◆ PASSAGE TO READ
--

VA opens new emergency department Monday morning

Published 12:10 am Saturday, February 1, 2025

By Elisabeth Strillacci

SALISBURY — It has been in the planning stages since 2015, and on Monday, Feb. 3, the new emergency department of the the W.G. (Bill) Hefner Salisbury Department of Veterans Affairs Medical Center will open its doors to patients.

The ribbon cutting ceremony Friday, Jan. 31, was attended not just by hospital leaders and local dignitaries, including Carlton Jackson from the Salisbury city council, but a strong showing of the facility’s staff.

“We are very excited to begin using this new, state-of-the-art facility that is inclusive, private, organized and bright,” said Dr. Stephanie Rose, acting chief of the emergency department. “We come to work every day for the veterans, and this is one more way of living up to that commitment.”

--

◆ RECORD EXCERPTS
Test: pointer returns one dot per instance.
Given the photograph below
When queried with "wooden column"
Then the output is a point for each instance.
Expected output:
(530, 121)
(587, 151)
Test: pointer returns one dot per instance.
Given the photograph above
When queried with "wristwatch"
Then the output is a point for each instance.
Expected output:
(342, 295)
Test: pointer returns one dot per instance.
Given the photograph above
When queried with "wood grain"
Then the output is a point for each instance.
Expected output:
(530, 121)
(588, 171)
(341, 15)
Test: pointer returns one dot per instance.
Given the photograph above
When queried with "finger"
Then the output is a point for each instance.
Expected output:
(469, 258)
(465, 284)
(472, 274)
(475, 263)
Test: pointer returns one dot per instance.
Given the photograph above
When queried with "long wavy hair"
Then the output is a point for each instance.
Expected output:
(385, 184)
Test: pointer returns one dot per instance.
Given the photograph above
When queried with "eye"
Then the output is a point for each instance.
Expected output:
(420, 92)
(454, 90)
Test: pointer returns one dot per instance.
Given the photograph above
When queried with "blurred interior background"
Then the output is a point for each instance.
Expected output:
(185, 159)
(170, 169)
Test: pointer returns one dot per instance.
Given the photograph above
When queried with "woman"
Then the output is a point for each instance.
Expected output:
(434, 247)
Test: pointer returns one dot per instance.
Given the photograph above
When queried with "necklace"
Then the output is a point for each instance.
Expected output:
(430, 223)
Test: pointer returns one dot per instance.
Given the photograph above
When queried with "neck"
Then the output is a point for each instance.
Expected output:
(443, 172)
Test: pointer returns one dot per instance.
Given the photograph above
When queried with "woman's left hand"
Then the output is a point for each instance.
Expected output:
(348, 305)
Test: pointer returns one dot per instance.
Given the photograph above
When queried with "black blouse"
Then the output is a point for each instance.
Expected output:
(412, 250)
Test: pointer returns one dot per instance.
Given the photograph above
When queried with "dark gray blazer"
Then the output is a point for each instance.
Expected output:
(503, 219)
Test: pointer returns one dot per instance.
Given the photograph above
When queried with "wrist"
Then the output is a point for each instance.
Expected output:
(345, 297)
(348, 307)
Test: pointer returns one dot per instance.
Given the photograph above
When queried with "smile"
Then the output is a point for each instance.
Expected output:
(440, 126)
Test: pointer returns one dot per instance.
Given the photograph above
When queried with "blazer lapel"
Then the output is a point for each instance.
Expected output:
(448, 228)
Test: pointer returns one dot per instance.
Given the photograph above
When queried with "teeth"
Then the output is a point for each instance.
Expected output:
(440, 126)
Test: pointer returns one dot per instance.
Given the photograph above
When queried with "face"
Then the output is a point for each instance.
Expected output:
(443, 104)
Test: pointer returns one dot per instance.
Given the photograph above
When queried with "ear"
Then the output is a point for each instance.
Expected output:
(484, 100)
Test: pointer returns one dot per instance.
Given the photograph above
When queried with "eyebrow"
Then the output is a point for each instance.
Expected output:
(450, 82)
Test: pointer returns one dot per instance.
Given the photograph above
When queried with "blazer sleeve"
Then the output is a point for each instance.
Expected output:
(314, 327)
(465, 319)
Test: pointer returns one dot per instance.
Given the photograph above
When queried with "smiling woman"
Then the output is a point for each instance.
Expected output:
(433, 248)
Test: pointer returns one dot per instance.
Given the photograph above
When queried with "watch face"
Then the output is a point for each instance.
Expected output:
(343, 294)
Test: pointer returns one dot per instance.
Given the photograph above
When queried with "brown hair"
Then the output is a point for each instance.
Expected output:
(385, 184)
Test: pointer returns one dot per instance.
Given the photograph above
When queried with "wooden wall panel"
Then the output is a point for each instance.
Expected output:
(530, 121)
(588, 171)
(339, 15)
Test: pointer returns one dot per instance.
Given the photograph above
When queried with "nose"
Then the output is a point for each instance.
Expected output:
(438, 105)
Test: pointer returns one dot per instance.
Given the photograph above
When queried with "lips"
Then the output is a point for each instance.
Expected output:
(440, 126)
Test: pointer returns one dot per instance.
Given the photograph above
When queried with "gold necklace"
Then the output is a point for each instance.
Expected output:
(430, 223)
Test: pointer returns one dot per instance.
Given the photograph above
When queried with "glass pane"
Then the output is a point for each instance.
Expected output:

--

◆ ACTIVITY A
In the article on the VA emergency department, who is the acting chief of the emergency department?
◆ ACTIVITY B
Swap "ribbon cutting ceremony" for "opening celebration" in the VA emergency department article, writing out the text between "SALISBURY — It" and "the facility’s staff.", inclusive.
◆ ACTIVITY C
Carry on the article about the new VA emergency department from its final sentence.

◆ TASK ANSWER A
Dr. Stephanie Rose

◆ TASK ANSWER B
SALISBURY — It has been in the planning stages since 2015, and on Monday, Feb. 3, the new emergency department of the the W.G. (Bill) Hefner Salisbury Department of Veterans Affairs Medical Center will open its doors to patients.

The opening celebration Friday, Jan. 31, was attended not just by hospital leaders and local dignitaries, including Carlton Jackson from the Salisbury city council, but a strong showing of the facility’s staff.

◆ TASK ANSWER C
The new emergency department boasts approximately 8,400 square feet of state-of-the-art patient care space, featuring 18 private patient rooms including 13 basic care rooms, one woman’s health room, one isolation room, one mental health room, one bariatric room and one code blue room. Four of the 13 basic care rooms can be utilized as pandemic areas, and two can serve as minor procedure rooms. There is a spacious, collaborative centralized staff work area as well as a dedicated decontamination room for national emergency response to hazardous events.

Charles “Dave” Collins, associate director of the VA center, thanked everyone involved in bringing the new department to fruition.

“This is a historic day for the Salisbury VA and veterans,” Collins said. “It represents a big investment in the health and well-being of our veterans, allowing us to provide veterans with timely and accessible care. An emergency can happen at any time, and they deserve prompt and effective treatment. This will bring shorter wait times, a more streamlined process, and better outcomes for our veterans.

“In addition, our staff here has a unique understanding of the challenges veterans face. We are committed to meeting those challenges with the best possible resources.”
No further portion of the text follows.